— Exercise material —
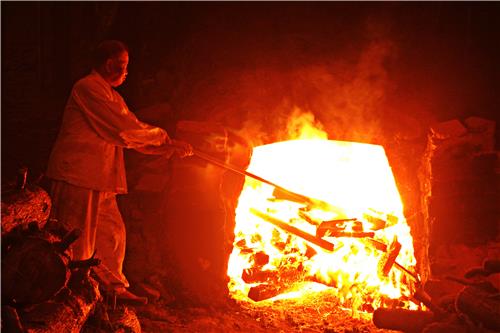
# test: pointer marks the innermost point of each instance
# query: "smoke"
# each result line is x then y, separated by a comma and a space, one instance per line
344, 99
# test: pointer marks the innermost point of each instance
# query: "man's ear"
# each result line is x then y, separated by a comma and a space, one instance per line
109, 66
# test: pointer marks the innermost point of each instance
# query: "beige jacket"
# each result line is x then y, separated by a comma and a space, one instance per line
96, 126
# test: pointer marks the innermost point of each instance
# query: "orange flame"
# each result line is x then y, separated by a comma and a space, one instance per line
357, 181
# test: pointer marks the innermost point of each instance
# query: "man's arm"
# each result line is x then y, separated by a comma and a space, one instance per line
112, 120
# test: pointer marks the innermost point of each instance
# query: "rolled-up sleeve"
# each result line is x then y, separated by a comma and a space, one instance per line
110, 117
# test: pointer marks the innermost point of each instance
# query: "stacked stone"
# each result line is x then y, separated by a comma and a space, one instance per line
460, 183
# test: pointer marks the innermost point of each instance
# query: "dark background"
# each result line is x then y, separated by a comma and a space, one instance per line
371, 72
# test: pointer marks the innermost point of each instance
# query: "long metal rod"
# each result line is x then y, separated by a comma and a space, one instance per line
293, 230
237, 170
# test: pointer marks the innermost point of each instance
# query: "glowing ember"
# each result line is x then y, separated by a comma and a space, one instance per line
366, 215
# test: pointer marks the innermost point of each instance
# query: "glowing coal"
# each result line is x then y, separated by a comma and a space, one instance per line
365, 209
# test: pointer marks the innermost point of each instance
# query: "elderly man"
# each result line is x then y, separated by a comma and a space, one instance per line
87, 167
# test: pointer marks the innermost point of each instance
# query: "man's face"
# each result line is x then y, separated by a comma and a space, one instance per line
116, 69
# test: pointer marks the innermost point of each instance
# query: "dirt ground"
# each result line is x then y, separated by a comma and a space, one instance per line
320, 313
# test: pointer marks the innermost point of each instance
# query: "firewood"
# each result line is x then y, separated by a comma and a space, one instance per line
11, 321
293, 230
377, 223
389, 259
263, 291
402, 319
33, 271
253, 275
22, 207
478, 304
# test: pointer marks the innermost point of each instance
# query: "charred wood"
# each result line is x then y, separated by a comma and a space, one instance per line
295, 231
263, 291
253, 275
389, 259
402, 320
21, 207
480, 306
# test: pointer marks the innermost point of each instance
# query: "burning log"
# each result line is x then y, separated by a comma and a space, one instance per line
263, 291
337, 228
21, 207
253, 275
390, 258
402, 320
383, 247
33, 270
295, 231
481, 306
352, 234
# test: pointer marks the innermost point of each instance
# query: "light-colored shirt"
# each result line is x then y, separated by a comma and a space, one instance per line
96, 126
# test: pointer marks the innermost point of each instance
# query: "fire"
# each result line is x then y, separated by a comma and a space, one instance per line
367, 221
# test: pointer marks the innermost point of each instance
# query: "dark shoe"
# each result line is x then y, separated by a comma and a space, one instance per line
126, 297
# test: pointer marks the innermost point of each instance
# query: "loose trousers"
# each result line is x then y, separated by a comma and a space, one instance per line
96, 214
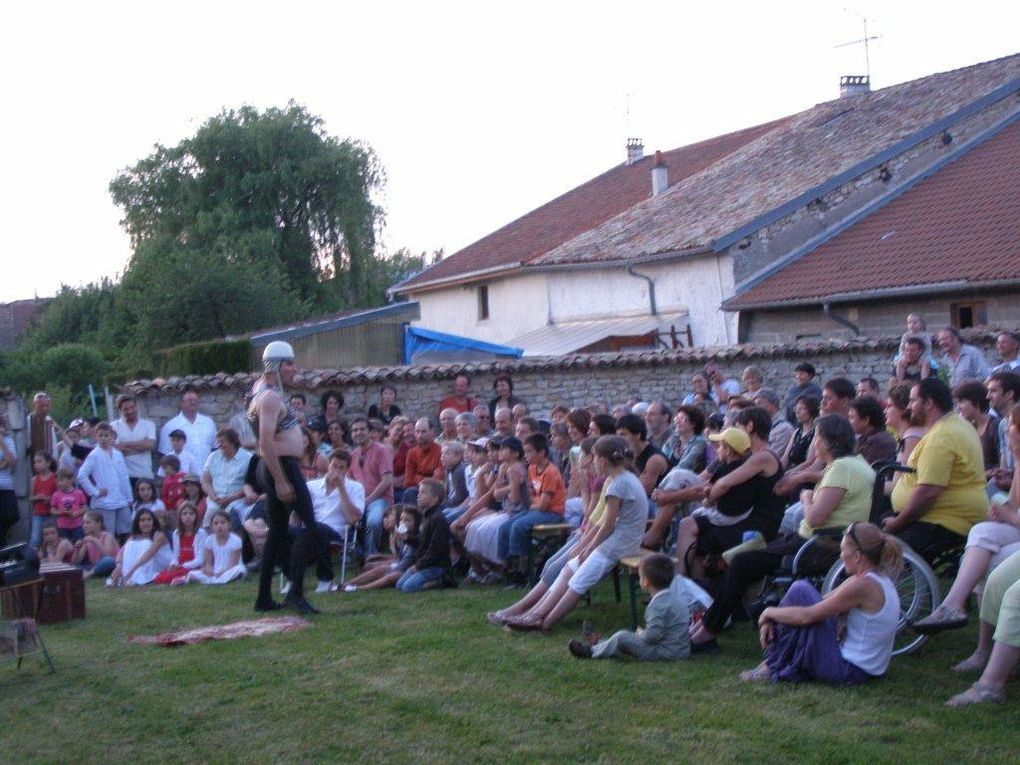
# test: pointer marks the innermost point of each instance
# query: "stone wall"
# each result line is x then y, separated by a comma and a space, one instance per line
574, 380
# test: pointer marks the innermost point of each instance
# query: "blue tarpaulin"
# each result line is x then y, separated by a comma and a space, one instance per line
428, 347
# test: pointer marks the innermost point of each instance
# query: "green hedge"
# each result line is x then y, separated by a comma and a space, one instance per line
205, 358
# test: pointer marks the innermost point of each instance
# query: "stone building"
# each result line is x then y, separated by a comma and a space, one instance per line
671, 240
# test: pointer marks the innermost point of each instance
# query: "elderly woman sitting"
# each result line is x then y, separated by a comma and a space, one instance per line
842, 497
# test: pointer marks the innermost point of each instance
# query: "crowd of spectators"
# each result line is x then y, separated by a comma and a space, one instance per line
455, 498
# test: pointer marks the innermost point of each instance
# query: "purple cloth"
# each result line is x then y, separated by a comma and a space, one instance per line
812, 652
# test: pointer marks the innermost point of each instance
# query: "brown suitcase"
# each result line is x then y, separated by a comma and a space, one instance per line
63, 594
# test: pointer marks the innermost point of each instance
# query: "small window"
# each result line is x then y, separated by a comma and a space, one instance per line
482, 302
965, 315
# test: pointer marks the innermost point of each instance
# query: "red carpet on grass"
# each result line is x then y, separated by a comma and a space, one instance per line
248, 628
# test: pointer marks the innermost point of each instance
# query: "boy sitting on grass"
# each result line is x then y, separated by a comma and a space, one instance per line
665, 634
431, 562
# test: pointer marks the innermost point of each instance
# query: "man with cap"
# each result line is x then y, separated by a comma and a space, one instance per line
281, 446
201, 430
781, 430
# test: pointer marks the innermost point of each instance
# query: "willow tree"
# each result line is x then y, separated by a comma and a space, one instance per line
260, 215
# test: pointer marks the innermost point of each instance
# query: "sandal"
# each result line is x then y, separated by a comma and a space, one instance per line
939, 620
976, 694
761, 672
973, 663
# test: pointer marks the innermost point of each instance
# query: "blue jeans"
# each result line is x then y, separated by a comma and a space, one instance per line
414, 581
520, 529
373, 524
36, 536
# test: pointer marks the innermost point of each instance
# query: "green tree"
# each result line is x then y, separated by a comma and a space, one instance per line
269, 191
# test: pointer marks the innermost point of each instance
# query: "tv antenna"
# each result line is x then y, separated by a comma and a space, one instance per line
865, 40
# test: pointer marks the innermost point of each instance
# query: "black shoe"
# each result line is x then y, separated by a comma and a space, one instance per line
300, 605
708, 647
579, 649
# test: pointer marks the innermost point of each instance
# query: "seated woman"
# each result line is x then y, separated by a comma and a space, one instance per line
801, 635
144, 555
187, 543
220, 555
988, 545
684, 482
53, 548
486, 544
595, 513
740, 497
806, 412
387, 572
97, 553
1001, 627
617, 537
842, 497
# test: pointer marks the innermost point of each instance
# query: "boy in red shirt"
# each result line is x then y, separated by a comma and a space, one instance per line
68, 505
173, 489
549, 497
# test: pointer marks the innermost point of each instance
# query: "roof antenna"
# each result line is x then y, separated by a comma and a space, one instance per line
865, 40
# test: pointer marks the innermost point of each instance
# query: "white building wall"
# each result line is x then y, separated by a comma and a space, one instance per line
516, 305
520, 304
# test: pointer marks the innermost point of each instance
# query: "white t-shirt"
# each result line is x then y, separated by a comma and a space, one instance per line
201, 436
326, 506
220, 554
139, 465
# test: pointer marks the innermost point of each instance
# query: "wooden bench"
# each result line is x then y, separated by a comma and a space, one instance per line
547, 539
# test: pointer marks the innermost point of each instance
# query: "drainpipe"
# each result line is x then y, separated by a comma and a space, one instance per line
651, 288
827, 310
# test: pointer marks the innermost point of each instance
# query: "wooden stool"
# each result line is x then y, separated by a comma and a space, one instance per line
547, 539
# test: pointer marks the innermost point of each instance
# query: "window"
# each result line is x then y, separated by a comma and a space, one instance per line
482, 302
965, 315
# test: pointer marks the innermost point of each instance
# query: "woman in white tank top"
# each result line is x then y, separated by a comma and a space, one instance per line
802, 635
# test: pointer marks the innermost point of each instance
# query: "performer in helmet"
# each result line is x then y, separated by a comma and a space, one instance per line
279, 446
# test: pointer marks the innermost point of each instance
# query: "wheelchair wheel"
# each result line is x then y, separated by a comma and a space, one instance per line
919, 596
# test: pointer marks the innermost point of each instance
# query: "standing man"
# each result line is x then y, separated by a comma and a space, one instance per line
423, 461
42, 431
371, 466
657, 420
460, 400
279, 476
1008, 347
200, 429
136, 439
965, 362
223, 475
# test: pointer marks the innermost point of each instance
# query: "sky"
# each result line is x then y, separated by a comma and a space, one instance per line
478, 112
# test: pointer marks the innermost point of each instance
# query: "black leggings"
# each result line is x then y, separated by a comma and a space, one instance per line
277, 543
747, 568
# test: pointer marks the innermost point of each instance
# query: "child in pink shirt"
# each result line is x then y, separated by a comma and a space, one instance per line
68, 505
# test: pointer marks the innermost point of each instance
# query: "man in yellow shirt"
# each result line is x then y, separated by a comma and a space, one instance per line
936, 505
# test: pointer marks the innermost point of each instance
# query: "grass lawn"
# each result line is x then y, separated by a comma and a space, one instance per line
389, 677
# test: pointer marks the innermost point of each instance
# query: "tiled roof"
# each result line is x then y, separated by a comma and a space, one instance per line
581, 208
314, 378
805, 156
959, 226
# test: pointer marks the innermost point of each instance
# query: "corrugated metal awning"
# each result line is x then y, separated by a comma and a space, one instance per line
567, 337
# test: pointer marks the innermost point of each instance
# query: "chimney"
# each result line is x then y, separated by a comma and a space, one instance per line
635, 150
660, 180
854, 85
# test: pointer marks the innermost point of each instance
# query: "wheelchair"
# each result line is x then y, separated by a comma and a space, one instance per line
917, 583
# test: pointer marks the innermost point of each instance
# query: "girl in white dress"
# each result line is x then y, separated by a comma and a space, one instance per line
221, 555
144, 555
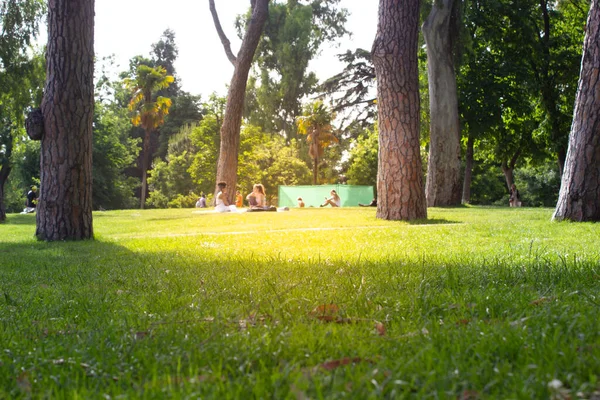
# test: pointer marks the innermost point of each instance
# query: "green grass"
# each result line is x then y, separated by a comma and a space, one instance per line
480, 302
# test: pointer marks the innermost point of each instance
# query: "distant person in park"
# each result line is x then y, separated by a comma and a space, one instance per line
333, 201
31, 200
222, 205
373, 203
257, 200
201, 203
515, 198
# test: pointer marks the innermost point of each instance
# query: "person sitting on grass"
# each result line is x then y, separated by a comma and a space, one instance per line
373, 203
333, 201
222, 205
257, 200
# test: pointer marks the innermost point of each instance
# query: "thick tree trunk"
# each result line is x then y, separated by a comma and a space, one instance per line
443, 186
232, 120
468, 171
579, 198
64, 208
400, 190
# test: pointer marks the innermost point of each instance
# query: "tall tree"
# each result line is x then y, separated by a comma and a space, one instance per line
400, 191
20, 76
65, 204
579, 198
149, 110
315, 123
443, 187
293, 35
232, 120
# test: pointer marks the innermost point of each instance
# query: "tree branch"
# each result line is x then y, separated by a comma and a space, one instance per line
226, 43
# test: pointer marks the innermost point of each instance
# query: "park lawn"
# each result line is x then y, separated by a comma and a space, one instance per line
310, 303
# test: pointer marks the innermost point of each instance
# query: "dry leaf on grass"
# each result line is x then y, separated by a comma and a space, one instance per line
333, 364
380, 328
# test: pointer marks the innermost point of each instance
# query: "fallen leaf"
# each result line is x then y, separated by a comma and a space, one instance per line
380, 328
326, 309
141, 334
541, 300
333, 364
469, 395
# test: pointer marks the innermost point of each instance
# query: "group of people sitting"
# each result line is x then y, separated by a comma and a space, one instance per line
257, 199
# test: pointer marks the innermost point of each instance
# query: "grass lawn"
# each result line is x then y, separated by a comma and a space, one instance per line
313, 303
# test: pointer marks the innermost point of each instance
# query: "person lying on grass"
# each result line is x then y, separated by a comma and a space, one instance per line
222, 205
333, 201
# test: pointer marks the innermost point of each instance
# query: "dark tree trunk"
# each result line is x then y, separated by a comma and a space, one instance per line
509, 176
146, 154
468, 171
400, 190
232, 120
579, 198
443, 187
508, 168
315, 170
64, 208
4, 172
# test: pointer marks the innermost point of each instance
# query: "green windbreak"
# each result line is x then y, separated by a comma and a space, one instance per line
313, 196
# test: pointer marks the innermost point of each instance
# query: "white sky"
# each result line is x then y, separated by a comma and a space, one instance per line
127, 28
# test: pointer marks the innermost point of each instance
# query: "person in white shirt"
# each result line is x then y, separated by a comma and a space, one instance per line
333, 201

— Given task —
Report how many lines of the listing above contain the string "green", matching case exactly. Give only the number.

— Answer in full —
4